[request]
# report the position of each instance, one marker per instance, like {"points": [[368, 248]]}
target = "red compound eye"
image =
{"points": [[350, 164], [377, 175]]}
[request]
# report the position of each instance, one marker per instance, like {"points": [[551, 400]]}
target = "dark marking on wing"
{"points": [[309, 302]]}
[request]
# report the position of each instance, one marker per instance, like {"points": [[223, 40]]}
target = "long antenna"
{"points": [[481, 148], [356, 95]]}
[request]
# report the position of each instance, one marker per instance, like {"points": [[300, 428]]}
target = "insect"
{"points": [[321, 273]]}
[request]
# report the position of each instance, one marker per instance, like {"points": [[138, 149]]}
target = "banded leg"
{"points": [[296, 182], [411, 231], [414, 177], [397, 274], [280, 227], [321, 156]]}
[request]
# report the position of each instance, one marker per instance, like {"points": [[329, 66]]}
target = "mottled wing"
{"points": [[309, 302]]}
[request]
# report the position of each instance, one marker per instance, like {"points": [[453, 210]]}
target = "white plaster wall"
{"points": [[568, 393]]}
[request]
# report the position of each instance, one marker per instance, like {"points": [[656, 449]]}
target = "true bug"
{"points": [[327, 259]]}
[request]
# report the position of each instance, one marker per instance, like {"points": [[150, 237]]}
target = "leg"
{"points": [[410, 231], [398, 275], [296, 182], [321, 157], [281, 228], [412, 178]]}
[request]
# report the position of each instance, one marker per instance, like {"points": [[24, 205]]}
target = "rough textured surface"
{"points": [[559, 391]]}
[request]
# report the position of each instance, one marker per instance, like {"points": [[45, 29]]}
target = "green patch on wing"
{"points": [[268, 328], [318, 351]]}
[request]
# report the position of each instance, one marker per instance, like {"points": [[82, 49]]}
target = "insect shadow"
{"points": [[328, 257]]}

-- -- --

Stated problem: Reproduce every line above without error.

Task result:
[request]
# report the position of each instance, one marker per instance, like {"points": [[368, 248]]}
target = "red compound eye"
image =
{"points": [[350, 164], [377, 175]]}
[request]
# report the position of each instance, one marker per instance, like {"points": [[551, 400]]}
target = "dark marking on wing"
{"points": [[309, 302]]}
[request]
# report the position of each instance, one marker per instance, like {"points": [[223, 40]]}
target = "long antenna"
{"points": [[481, 148], [356, 95]]}
[request]
# report the position of each instance, one marker per instance, like {"points": [[300, 428]]}
target = "insect"
{"points": [[321, 273]]}
[request]
# report the position of each instance, one marker per instance, like {"points": [[138, 149]]}
target = "banded leg"
{"points": [[296, 182], [411, 231], [414, 177], [397, 274], [280, 227], [321, 156]]}
[request]
# report the position of each instance, one marker per instance, like {"points": [[329, 66]]}
target = "mottled wing"
{"points": [[309, 302]]}
[request]
# report the position of each instance, one marker per instance, like {"points": [[453, 210]]}
target = "white plaster wall"
{"points": [[568, 393]]}
[request]
# report the position of each instance, one marker per instance, like {"points": [[656, 449]]}
target = "true bug"
{"points": [[327, 259]]}
[request]
# report the position of each instance, one marker per instance, like {"points": [[150, 237]]}
target = "leg"
{"points": [[410, 231], [398, 275], [296, 182], [321, 157], [281, 228], [412, 178]]}
[request]
# report the position of each instance, one marker per instance, like {"points": [[24, 205]]}
target = "rough textured surface"
{"points": [[559, 391]]}
[request]
# report the position of each instance, one marker per instance, like {"points": [[45, 29]]}
target = "green patch on wing"
{"points": [[268, 328], [318, 351]]}
[request]
# report the position of each instance, one marker per instance, like {"points": [[82, 49]]}
target = "insect shadow"
{"points": [[328, 257]]}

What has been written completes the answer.